TEXT PASSAGE =>
10. Prior to the execution of the contract, at a preconstruction meeting held in September, 1994, Benjamin LaParne, the Assistant Construction Engineer assigned to the project, specifically discussed the residency requirements of Section 107.26 of Form 408.
*255 11. The contract between PennDOT and Blades was executed in October of 1994, and a notice to proceed with work then was issued by PennDOT to Blades.
12. Upon receipt of the notice to proceed, Blades proceeded to perform work on the project. Included among the individuals Blades employed to work on the project were plaintiffs Jeffrey Elliot and Simon Barnes, both of whom are New York residents.
13. On November 23, 1994, Blades received a letter signed by Frank Latosky which informed Blades that both Section 107.26 of the Form 408 Specifications and Act 1935-414 prohibited the use of non-resident laborers and mechanics on 100% state-funded projects. The letter further informed Blades that “Timothy Elliott” was not a resident of Pennsylvania, and that until such time as Blades was in compliance with Act 1935-414, no payments would be made for work performed. The letter further indicated that continued non-compliance may result in Blades being declared in default of the contract, and may adversely affect Blades’ pre-qualification status to do work in Pennsylvania.
14. Subsequently, on December 12, 1994, Blades received a letter from Mr. Latosky which clarified his November 23,1994, letter. In the December 12 letter, Mr. Latosky noted that while Timothy Elliott (who had been identified in the November 23 letter) was a Pennsylvania resident, that Jeffrey Elliott [sic.] and Simon Barnes were not. Latosky then reiterated the threats to enforce the residency requirement against plaintiffs.
15. As reflected in the December 12 letter, defendants withheld payments totalling $18,171.00 from Blades for work performed on the project.
16. Accordingly, Commonwealth officials charged with the duty of enforcing the statute have both threatened to enforce the statute, and have actually enforced the statute as against both Blades and the individual plaintiffs.
17. The average annual unemployment rate for the construction industry in Pennsylvania has ranged from 10% to 20.7% during the ten-year period from 1983 through 1993. In 1993, the last year for which an average annual rate is available, the rate was 18%.
Other facts established by the record will be discussed below as relevant to the Discussion.
III. PROVISIONS AT ISSUE
The statutory provision which Section 107.26 of Form 408 was designed to implement reads as follows:
Resident laborers and mechanics
The specifications upon which contracts are entered into by the Commonwealth, county, municipality, or other subdivisions of the Commonwealth, for the construction, alteration, or repair of any public works shall contain the provision that laborers and mechanics employed on such public works shall have been residents of the Commonwealth for at least ninety days prior to their employment; and failure to keep and comply with such provision shall be sufficient legal reason to refuse payment of the contract price to the contractor.

[Lines of data]
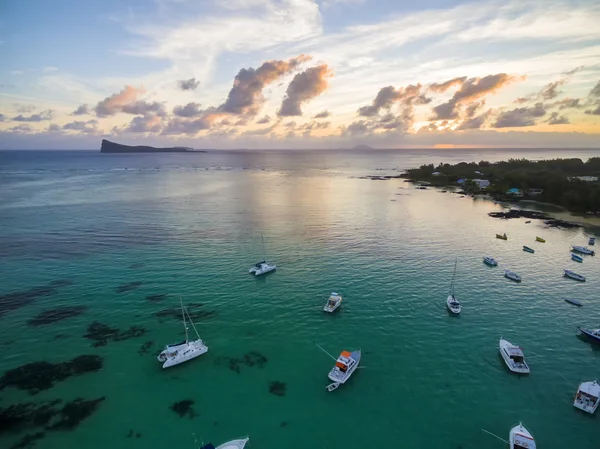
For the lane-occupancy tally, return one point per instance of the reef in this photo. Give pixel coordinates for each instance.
(128, 287)
(250, 359)
(145, 347)
(16, 300)
(194, 310)
(184, 408)
(277, 388)
(56, 314)
(37, 376)
(47, 415)
(101, 333)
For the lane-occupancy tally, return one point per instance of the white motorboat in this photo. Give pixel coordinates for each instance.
(573, 275)
(262, 267)
(177, 353)
(490, 261)
(345, 365)
(583, 250)
(333, 302)
(513, 357)
(451, 302)
(512, 276)
(233, 444)
(521, 438)
(588, 396)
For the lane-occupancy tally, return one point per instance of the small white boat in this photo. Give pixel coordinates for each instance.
(573, 275)
(333, 302)
(345, 365)
(521, 438)
(177, 353)
(451, 302)
(233, 444)
(583, 250)
(490, 261)
(588, 396)
(512, 276)
(262, 267)
(513, 357)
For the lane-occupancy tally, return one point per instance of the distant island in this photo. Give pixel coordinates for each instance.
(569, 183)
(113, 147)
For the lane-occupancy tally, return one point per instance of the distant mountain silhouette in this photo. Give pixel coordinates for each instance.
(113, 147)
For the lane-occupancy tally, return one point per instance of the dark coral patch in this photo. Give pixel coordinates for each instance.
(277, 388)
(101, 333)
(38, 376)
(16, 300)
(56, 314)
(128, 287)
(184, 408)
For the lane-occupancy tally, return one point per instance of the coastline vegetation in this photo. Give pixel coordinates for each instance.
(553, 181)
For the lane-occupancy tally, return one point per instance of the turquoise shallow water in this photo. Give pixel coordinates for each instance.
(192, 224)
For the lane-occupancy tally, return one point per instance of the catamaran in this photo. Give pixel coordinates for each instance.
(345, 365)
(583, 250)
(451, 302)
(588, 396)
(333, 302)
(262, 267)
(513, 357)
(177, 353)
(521, 438)
(573, 275)
(233, 444)
(490, 261)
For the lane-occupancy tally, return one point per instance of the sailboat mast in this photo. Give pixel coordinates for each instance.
(183, 315)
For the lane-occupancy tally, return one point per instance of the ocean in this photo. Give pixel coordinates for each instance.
(96, 251)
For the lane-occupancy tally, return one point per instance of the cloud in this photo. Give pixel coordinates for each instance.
(245, 97)
(88, 127)
(84, 109)
(470, 90)
(520, 117)
(265, 119)
(145, 124)
(304, 87)
(389, 95)
(189, 110)
(116, 102)
(190, 84)
(322, 114)
(443, 87)
(555, 119)
(45, 115)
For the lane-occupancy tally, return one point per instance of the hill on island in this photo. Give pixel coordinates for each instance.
(113, 147)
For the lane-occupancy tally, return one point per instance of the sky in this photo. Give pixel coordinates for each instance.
(278, 74)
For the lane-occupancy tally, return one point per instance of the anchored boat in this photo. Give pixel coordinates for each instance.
(512, 276)
(583, 250)
(587, 397)
(521, 438)
(345, 365)
(333, 302)
(490, 261)
(573, 275)
(513, 357)
(177, 353)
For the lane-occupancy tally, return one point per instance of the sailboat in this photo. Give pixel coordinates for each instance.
(177, 353)
(452, 303)
(263, 266)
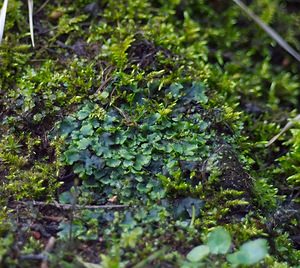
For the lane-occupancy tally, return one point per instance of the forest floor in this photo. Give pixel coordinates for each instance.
(135, 131)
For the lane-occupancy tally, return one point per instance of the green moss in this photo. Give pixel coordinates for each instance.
(112, 89)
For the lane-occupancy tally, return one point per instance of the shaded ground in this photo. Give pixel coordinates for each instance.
(160, 107)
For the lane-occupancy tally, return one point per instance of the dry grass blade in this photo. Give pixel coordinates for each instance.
(2, 18)
(286, 128)
(269, 30)
(30, 11)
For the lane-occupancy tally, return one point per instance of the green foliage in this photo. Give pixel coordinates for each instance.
(219, 242)
(127, 151)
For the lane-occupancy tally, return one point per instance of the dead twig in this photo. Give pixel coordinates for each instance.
(285, 128)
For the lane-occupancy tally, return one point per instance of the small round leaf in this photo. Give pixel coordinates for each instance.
(198, 253)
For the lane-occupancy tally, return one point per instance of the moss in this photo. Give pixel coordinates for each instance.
(213, 87)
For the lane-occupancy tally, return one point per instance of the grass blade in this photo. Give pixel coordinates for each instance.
(286, 128)
(269, 30)
(2, 18)
(30, 11)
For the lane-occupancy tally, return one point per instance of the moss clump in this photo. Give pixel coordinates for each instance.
(164, 106)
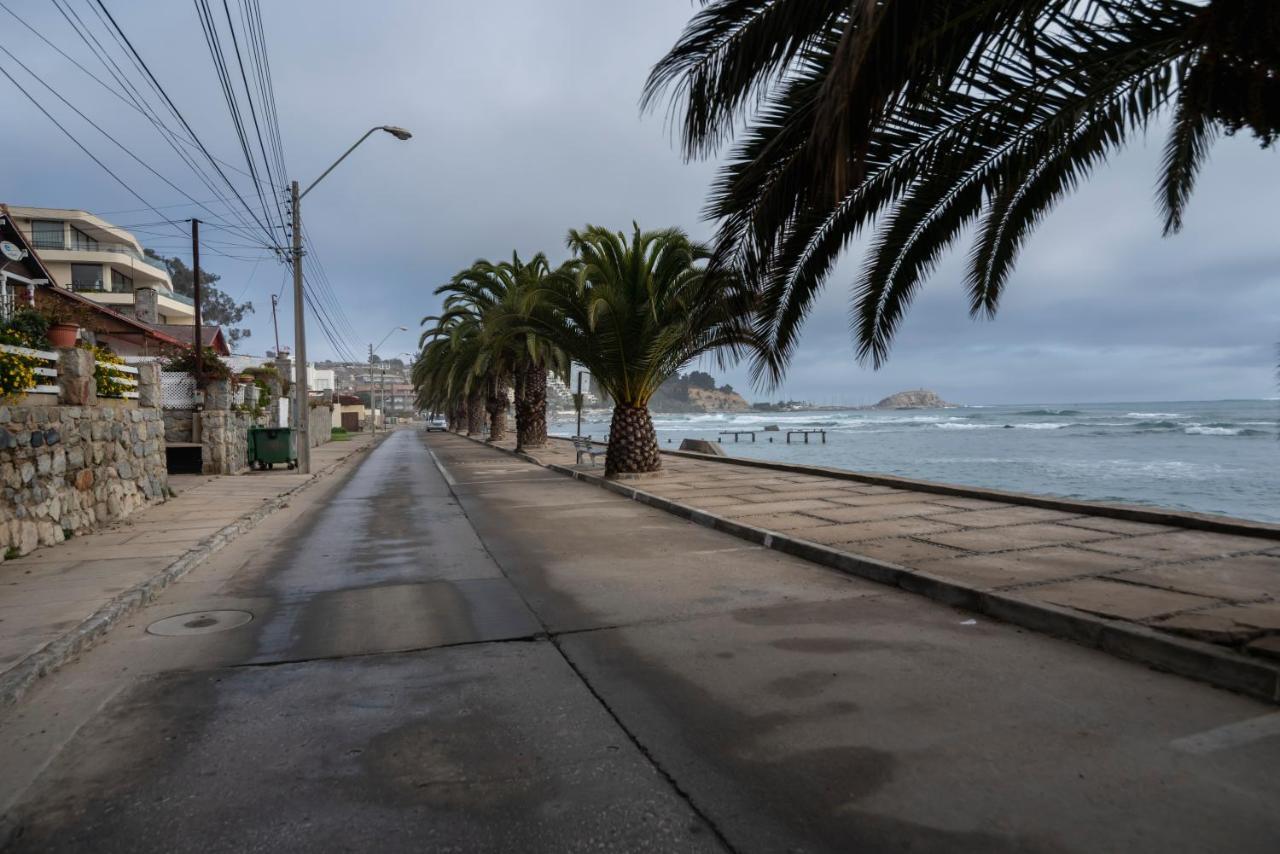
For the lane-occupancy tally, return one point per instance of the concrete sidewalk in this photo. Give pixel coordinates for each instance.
(1073, 570)
(56, 601)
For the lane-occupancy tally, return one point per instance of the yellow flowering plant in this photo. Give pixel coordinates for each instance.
(17, 371)
(108, 379)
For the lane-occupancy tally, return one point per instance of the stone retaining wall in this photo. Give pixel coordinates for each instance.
(224, 435)
(72, 469)
(320, 425)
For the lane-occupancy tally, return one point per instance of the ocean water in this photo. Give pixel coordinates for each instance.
(1202, 456)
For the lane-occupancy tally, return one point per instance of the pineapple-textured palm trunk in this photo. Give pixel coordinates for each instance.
(517, 396)
(531, 407)
(496, 403)
(475, 415)
(632, 442)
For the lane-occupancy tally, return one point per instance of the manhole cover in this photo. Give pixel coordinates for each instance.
(199, 622)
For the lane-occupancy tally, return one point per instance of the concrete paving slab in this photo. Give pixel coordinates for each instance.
(1249, 576)
(862, 498)
(1115, 599)
(878, 725)
(880, 511)
(1182, 546)
(746, 508)
(480, 748)
(798, 494)
(782, 521)
(1023, 567)
(997, 539)
(903, 551)
(1006, 515)
(1118, 525)
(873, 529)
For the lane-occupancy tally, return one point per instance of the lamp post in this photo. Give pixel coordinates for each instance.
(300, 322)
(373, 414)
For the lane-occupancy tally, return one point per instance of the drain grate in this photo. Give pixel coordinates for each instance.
(199, 622)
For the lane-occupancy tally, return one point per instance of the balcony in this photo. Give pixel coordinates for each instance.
(82, 246)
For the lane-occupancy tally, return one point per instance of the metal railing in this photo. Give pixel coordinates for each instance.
(117, 249)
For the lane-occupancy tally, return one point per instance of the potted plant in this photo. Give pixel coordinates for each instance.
(64, 320)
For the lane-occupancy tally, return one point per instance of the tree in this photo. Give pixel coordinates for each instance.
(926, 118)
(484, 292)
(216, 307)
(634, 313)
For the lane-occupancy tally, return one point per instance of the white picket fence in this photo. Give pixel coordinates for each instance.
(126, 375)
(46, 371)
(177, 391)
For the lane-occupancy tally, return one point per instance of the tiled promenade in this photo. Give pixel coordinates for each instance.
(1212, 587)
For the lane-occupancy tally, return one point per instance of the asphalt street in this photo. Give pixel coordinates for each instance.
(449, 649)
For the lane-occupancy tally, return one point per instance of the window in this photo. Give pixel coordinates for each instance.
(87, 277)
(82, 241)
(48, 234)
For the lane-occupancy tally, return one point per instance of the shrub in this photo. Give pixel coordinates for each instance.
(17, 371)
(108, 379)
(31, 325)
(184, 361)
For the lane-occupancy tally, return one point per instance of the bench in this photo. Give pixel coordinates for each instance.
(583, 447)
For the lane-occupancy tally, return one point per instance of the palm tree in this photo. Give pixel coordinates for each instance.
(634, 313)
(924, 118)
(511, 359)
(444, 371)
(469, 297)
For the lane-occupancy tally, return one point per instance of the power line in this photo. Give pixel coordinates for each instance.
(69, 136)
(183, 120)
(97, 127)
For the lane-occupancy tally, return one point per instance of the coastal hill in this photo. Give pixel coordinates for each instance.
(919, 398)
(696, 392)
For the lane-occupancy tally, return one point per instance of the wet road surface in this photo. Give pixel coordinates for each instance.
(452, 649)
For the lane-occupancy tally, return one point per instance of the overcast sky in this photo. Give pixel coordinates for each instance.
(526, 123)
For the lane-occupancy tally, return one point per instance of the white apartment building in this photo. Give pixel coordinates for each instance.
(103, 263)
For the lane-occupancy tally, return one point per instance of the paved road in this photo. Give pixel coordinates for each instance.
(484, 656)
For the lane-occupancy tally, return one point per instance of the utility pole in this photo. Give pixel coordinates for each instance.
(195, 282)
(275, 301)
(300, 338)
(373, 396)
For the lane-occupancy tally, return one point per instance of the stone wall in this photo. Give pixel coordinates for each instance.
(72, 469)
(320, 424)
(178, 425)
(224, 435)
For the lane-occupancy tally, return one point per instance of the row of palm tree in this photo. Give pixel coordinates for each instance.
(632, 310)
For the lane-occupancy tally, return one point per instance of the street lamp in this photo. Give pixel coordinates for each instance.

TASK INSTRUCTIONS => According to the court findings above, what total amount of payments was withheld from Blades for work performed on the project? Please answer in a few words.

EXERCISE ANSWER => $18,171.00